TEXT SHOWN:
● ● ● ● ● ● ●
Mzansi is a colloquial name for South Africa. It is also used to refer to aspects of South African arts, culture and leisure, etc. – so that one reads of “Mzansi house” (music) and “Mzansi hip hop,” as well as “Mzansi people” and the like. As we will see later, it describes a youthful, “with-it” country, the inhabitants and their activities.
The word exists in at least three different forms – Mzansi, Mzantsi and Mzanzi – though the first is by far the most common, and the last is very infrequent. We may call the first two of these the Z-form (Zulu) and the X-form (Xhosa) respectively. Mzansi looks like a Zulu word, but in fact it is not at all. Rather, it has been “Zulufied”.
The word “(u)mzansi” does not mean south in Zulu. Rather, the root “-zansi” may refer to a coastal region or low country, a person from there – or the south-east wind, among other things (Doke & Vilakazi 1972: 887-888). The actual source of Mzansi is Xhosa. To see how this might be the case, let’s start by having a look at this South African R5 coin.
Here we see the official Zulu and Xhosa names for South Africa. It is “uMzantsi Afrika” in Xhosa down the right, and “iNingizimu Afrika” in Zulu up the left. “South” in Zulu is “(i)ningizimu”, and in Xhosa it is “(u)mzantsi”. “um-Zantsi” has been attested as such in Xhosa for more than a century, at least since the 1915 second edition of Rev. Albert Kropf’s Xhosa-English dictionary: “The lower part or bottom of a thing: … land towards the South; the South” (p. 486).
So it is a fairly straightforward matter to add Mzantsi to Afrika to generate the official Xhosa name of the country. However, as the official name it is not particularly interesting. What is more interesting is how and why the stand-alone Mzansi has come to refer to South Africa in popular discourse.
● ● ● ● ● ● ●
SUPPLIED ENTRIES:

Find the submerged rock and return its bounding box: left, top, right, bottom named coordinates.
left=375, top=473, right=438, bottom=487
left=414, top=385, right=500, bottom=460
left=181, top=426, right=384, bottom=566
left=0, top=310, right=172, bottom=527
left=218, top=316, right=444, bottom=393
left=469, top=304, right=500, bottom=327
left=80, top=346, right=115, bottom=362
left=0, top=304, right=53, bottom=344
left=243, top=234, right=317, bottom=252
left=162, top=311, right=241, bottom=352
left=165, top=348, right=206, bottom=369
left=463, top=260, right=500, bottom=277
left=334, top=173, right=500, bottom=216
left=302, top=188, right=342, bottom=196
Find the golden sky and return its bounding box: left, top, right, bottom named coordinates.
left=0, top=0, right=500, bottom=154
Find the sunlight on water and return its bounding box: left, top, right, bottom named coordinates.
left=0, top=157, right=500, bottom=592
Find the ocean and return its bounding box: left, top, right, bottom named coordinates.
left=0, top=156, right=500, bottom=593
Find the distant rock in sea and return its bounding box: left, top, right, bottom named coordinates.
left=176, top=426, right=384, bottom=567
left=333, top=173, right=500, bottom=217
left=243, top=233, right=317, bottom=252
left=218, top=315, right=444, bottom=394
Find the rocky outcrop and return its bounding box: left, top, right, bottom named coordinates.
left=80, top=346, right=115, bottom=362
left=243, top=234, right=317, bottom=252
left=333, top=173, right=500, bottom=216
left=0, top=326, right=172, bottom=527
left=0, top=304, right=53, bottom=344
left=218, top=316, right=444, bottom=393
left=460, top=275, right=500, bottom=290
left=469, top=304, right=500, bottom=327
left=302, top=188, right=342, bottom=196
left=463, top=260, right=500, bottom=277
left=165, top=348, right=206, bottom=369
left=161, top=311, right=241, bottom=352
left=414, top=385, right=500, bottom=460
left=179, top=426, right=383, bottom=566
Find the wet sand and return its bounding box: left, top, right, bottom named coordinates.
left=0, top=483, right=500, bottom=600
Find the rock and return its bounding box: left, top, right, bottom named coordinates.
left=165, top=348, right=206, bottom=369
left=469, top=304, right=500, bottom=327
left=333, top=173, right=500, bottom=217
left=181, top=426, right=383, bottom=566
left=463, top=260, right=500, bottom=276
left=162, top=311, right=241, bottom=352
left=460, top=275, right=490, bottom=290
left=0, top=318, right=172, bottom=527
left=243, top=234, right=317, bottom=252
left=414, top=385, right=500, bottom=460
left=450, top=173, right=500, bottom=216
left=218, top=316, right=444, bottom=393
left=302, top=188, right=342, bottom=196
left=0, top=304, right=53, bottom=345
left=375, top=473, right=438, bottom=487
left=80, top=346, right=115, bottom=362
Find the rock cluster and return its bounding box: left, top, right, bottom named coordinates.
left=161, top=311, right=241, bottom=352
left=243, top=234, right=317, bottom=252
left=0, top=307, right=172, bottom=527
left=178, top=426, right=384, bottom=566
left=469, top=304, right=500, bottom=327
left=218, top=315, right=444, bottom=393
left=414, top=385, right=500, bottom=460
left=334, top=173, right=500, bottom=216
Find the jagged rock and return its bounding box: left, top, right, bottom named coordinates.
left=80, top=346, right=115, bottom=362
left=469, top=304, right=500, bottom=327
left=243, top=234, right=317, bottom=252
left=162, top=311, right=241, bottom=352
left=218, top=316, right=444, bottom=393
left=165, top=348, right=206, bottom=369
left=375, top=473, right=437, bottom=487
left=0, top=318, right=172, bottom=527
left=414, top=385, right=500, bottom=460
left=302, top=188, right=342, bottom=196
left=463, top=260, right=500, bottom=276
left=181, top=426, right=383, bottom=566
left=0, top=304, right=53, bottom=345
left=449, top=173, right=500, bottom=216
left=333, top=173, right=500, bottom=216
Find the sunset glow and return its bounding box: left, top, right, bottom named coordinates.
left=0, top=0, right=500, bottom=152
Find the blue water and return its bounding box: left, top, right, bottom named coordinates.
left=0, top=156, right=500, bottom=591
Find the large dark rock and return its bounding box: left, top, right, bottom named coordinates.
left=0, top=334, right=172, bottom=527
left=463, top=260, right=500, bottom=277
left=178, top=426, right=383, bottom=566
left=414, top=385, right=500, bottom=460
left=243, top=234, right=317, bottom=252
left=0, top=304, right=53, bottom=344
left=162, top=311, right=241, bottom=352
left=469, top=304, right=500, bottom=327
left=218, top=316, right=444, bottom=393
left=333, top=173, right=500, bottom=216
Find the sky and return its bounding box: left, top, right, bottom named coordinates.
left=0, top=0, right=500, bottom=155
● ● ● ● ● ● ●
WHAT YOU ARE ASKED TO DO:
Rewrite the passage on the name Mzansi from "So it is a fairly" to "in popular discourse.", changing "popular discourse" to "everyday speech". The lines are separate material unrelated to the passage on the name Mzansi.

WORKED SOLUTION:
So it is a fairly straightforward matter to add Mzantsi to Afrika to generate the official Xhosa name of the country. However, as the official name it is not particularly interesting. What is more interesting is how and why the stand-alone Mzansi has come to refer to South Africa in everyday speech.